→ **TASK STATEMENT**: Exactly retype the lines from the top of the data through the line containing "Target: light hardwood floor", leaving out every picture.

→ **Records excerpted from a collection**:
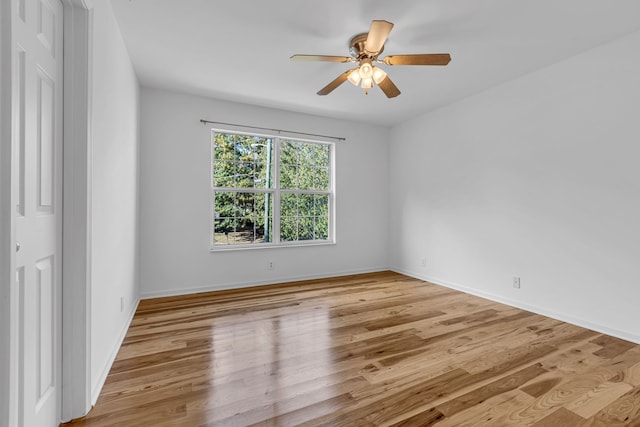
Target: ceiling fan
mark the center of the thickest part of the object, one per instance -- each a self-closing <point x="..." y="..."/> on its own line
<point x="364" y="49"/>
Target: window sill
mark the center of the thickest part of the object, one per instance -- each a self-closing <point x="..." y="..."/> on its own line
<point x="223" y="248"/>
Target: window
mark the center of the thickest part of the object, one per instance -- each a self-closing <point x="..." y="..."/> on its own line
<point x="270" y="191"/>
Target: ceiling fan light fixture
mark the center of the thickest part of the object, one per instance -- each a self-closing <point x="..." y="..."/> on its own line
<point x="378" y="75"/>
<point x="354" y="77"/>
<point x="366" y="70"/>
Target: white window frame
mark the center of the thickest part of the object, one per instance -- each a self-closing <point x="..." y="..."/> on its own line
<point x="276" y="191"/>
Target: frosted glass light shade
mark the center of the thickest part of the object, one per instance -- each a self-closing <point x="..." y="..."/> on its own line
<point x="378" y="75"/>
<point x="354" y="77"/>
<point x="366" y="70"/>
<point x="367" y="83"/>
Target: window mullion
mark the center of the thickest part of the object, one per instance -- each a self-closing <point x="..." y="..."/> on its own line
<point x="276" y="196"/>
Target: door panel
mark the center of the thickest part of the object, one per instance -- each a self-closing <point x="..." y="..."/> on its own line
<point x="37" y="189"/>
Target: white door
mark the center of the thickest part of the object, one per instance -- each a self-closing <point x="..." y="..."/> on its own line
<point x="37" y="185"/>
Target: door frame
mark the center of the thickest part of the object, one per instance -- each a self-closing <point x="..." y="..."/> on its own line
<point x="76" y="218"/>
<point x="76" y="235"/>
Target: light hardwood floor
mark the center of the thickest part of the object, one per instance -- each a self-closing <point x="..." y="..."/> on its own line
<point x="374" y="349"/>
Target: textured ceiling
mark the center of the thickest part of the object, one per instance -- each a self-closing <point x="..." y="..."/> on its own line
<point x="239" y="50"/>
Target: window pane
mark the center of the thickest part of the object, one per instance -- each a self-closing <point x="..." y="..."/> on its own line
<point x="288" y="153"/>
<point x="322" y="228"/>
<point x="305" y="205"/>
<point x="288" y="204"/>
<point x="288" y="229"/>
<point x="306" y="228"/>
<point x="305" y="177"/>
<point x="242" y="217"/>
<point x="288" y="177"/>
<point x="321" y="179"/>
<point x="321" y="205"/>
<point x="321" y="155"/>
<point x="223" y="173"/>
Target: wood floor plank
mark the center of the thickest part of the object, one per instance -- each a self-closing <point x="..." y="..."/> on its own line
<point x="378" y="349"/>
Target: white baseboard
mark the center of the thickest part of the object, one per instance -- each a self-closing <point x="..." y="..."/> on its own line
<point x="97" y="388"/>
<point x="625" y="335"/>
<point x="248" y="284"/>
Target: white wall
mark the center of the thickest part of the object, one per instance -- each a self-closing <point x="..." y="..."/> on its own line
<point x="175" y="199"/>
<point x="536" y="178"/>
<point x="114" y="193"/>
<point x="6" y="210"/>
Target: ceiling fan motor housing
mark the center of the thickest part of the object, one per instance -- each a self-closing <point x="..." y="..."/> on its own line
<point x="356" y="47"/>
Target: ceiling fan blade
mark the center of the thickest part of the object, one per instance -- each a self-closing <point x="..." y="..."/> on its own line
<point x="335" y="83"/>
<point x="325" y="58"/>
<point x="420" y="59"/>
<point x="389" y="88"/>
<point x="378" y="33"/>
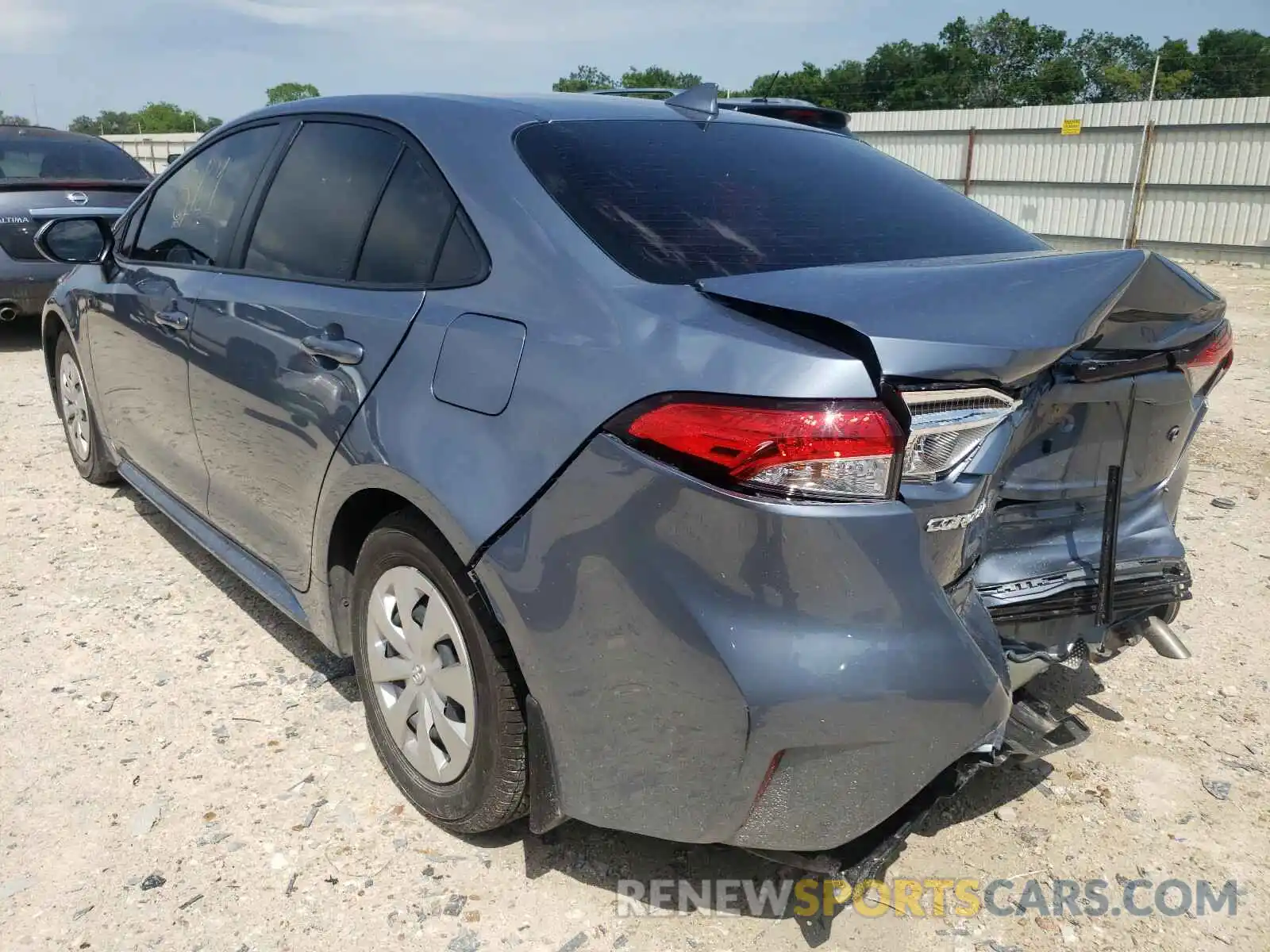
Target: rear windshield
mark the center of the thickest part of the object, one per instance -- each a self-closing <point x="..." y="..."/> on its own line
<point x="675" y="203"/>
<point x="41" y="156"/>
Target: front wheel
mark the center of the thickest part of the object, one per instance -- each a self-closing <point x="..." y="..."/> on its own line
<point x="440" y="683"/>
<point x="83" y="437"/>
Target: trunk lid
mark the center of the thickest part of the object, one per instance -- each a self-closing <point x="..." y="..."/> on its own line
<point x="994" y="317"/>
<point x="27" y="205"/>
<point x="1092" y="347"/>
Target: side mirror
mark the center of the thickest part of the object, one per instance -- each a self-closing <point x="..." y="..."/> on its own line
<point x="75" y="240"/>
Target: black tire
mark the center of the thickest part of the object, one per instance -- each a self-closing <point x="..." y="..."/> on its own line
<point x="94" y="465"/>
<point x="492" y="790"/>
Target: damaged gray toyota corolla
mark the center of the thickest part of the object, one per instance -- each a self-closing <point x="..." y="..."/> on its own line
<point x="681" y="471"/>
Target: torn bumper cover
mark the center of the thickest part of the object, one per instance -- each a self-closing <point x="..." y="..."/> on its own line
<point x="711" y="668"/>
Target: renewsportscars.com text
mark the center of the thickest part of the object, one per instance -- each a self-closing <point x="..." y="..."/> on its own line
<point x="937" y="898"/>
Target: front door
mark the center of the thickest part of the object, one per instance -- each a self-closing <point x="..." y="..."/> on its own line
<point x="139" y="328"/>
<point x="286" y="351"/>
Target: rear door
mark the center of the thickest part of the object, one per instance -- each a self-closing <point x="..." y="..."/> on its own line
<point x="285" y="348"/>
<point x="137" y="327"/>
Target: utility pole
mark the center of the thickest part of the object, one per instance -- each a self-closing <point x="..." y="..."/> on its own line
<point x="1142" y="158"/>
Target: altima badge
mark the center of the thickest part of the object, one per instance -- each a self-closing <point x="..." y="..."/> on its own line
<point x="956" y="522"/>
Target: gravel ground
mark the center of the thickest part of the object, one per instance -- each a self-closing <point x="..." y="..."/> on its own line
<point x="181" y="767"/>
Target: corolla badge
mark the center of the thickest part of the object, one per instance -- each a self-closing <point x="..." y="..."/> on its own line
<point x="956" y="522"/>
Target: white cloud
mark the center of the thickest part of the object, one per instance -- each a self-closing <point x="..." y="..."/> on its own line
<point x="510" y="21"/>
<point x="23" y="25"/>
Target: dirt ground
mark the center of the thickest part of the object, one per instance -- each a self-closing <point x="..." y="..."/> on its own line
<point x="160" y="723"/>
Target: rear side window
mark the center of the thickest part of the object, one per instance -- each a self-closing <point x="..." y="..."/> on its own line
<point x="192" y="216"/>
<point x="313" y="220"/>
<point x="675" y="203"/>
<point x="463" y="262"/>
<point x="408" y="228"/>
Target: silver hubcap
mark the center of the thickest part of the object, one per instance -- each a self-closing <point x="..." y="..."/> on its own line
<point x="70" y="386"/>
<point x="419" y="666"/>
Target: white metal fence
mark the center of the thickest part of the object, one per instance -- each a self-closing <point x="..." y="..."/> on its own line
<point x="154" y="150"/>
<point x="1203" y="192"/>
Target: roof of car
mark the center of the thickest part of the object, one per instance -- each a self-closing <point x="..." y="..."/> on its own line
<point x="543" y="107"/>
<point x="13" y="131"/>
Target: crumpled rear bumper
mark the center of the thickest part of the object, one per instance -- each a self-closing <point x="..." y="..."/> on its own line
<point x="681" y="639"/>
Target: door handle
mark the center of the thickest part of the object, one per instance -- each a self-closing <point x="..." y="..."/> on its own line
<point x="338" y="349"/>
<point x="171" y="319"/>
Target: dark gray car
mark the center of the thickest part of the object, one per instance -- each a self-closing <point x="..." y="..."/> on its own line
<point x="44" y="175"/>
<point x="672" y="469"/>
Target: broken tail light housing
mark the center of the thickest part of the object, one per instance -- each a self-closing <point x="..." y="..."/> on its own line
<point x="948" y="427"/>
<point x="1212" y="361"/>
<point x="829" y="451"/>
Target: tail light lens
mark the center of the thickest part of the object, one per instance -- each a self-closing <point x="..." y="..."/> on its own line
<point x="1213" y="359"/>
<point x="948" y="427"/>
<point x="827" y="451"/>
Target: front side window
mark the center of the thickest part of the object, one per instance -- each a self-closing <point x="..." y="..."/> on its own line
<point x="192" y="216"/>
<point x="318" y="209"/>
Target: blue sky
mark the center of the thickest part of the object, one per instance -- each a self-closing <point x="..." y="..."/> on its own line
<point x="219" y="56"/>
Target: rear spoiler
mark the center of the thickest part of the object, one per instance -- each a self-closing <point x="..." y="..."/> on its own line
<point x="73" y="186"/>
<point x="76" y="213"/>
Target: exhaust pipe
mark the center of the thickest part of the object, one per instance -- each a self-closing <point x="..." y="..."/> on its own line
<point x="1165" y="640"/>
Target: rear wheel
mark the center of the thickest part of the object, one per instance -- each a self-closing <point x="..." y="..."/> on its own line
<point x="440" y="683"/>
<point x="79" y="423"/>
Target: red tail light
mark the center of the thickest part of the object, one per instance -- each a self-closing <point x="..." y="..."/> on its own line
<point x="829" y="451"/>
<point x="1216" y="357"/>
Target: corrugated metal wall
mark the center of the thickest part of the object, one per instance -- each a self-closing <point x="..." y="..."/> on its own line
<point x="1206" y="184"/>
<point x="152" y="152"/>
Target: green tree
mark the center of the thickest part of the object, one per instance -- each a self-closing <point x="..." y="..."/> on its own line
<point x="154" y="118"/>
<point x="806" y="83"/>
<point x="291" y="92"/>
<point x="1232" y="63"/>
<point x="658" y="78"/>
<point x="583" y="80"/>
<point x="1019" y="63"/>
<point x="844" y="86"/>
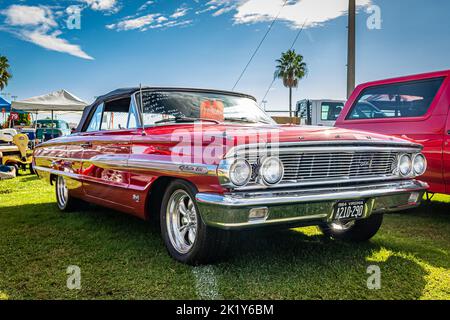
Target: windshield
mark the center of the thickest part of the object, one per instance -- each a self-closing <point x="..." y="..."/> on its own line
<point x="174" y="105"/>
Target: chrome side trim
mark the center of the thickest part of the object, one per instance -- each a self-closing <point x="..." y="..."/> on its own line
<point x="191" y="168"/>
<point x="322" y="145"/>
<point x="122" y="162"/>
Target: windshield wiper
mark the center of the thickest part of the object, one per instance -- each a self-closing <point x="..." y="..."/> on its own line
<point x="243" y="119"/>
<point x="186" y="119"/>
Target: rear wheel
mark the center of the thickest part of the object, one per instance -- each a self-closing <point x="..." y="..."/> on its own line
<point x="185" y="235"/>
<point x="354" y="231"/>
<point x="64" y="200"/>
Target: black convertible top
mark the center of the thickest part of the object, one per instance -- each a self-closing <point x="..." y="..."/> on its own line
<point x="126" y="92"/>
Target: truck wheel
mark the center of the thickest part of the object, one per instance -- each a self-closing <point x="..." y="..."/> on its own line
<point x="64" y="200"/>
<point x="185" y="235"/>
<point x="354" y="231"/>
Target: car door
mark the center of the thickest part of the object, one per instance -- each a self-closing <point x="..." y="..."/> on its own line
<point x="446" y="154"/>
<point x="411" y="109"/>
<point x="106" y="149"/>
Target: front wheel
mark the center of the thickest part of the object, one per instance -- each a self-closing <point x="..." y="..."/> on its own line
<point x="185" y="235"/>
<point x="354" y="231"/>
<point x="64" y="200"/>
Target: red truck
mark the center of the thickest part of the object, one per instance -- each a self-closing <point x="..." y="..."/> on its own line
<point x="414" y="107"/>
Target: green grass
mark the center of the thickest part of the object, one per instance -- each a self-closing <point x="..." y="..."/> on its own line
<point x="122" y="257"/>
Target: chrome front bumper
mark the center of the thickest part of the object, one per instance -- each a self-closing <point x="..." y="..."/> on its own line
<point x="303" y="207"/>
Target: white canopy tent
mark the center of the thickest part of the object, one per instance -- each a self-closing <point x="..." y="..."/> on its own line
<point x="56" y="101"/>
<point x="61" y="100"/>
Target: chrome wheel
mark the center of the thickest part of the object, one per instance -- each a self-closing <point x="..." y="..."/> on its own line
<point x="62" y="193"/>
<point x="181" y="221"/>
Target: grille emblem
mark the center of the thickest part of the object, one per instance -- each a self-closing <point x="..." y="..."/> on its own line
<point x="366" y="164"/>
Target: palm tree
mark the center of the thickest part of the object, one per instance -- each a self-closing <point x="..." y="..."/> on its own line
<point x="291" y="69"/>
<point x="4" y="72"/>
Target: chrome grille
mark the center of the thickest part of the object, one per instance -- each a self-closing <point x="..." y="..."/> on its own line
<point x="334" y="166"/>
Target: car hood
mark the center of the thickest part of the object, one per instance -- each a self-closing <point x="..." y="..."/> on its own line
<point x="239" y="134"/>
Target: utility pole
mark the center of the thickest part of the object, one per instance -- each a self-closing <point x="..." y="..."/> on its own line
<point x="351" y="47"/>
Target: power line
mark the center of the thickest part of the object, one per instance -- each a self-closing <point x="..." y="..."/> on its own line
<point x="259" y="46"/>
<point x="292" y="46"/>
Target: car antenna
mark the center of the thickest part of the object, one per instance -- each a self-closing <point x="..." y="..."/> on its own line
<point x="142" y="109"/>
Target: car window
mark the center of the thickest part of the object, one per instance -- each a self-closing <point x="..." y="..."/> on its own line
<point x="330" y="110"/>
<point x="96" y="119"/>
<point x="397" y="100"/>
<point x="115" y="114"/>
<point x="132" y="119"/>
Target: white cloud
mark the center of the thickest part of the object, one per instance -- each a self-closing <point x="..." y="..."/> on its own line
<point x="296" y="12"/>
<point x="54" y="43"/>
<point x="135" y="23"/>
<point x="180" y="12"/>
<point x="34" y="24"/>
<point x="20" y="15"/>
<point x="102" y="5"/>
<point x="146" y="5"/>
<point x="153" y="21"/>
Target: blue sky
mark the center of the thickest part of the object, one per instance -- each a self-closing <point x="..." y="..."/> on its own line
<point x="203" y="43"/>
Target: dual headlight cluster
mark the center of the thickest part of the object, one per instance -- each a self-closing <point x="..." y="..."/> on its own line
<point x="270" y="171"/>
<point x="412" y="165"/>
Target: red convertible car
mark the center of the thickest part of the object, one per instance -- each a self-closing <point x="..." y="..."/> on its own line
<point x="207" y="162"/>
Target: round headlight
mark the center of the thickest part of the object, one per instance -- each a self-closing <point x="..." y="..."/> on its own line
<point x="419" y="164"/>
<point x="240" y="172"/>
<point x="405" y="165"/>
<point x="271" y="170"/>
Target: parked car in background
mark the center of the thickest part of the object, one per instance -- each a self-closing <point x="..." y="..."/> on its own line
<point x="319" y="112"/>
<point x="50" y="129"/>
<point x="207" y="162"/>
<point x="415" y="107"/>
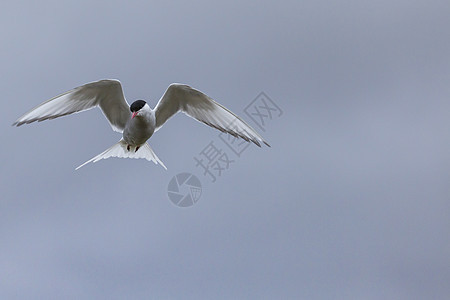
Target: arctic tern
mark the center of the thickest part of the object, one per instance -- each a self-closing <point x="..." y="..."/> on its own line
<point x="138" y="122"/>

→ **ANSWER TO THE PROBLEM**:
Target: ceiling fan
mark the center of the thickest part of the object, one per instance -- each a self-closing <point x="..." y="..."/> on its own line
<point x="364" y="49"/>
Target: window sill
mark the center of the thickest part of the object, one per instance -- each a self-closing <point x="..." y="..."/> on its own line
<point x="223" y="248"/>
Target: window
mark the center of the thickest part of the object, one per instance -- each a self-closing <point x="..." y="..."/> on its own line
<point x="270" y="191"/>
Target: ceiling fan light fixture
mark the center of the thickest part of the object, one per instance -- each a self-closing <point x="..." y="..."/> on its own line
<point x="378" y="75"/>
<point x="354" y="77"/>
<point x="366" y="70"/>
Target: white window frame
mark the center of the thickest part of the object, one per instance -- each a self-closing <point x="..." y="..."/> on its own line
<point x="276" y="191"/>
Target: frosted glass light shade
mark the center of the thickest part of the object, one per instance -- each a self-closing <point x="..." y="..."/> on its own line
<point x="378" y="75"/>
<point x="354" y="77"/>
<point x="366" y="70"/>
<point x="367" y="83"/>
Target: window mullion
mark the center of the thickest part of the object, one per instance -- each a self-closing <point x="..." y="..."/> on its own line
<point x="276" y="196"/>
Target: door panel
mark the center of the thickest part of the object, one per instance -- each a self-closing <point x="..." y="..."/> on its own line
<point x="37" y="189"/>
Target: white door
mark the center of the thickest part of the object, one per instance -- each a self-closing <point x="..." y="..."/> on its own line
<point x="37" y="185"/>
Target: door frame
mark the center of the thickest part of the object, one per instance -- each a self-closing <point x="..." y="..."/> on its own line
<point x="76" y="218"/>
<point x="76" y="235"/>
Target: light hardwood floor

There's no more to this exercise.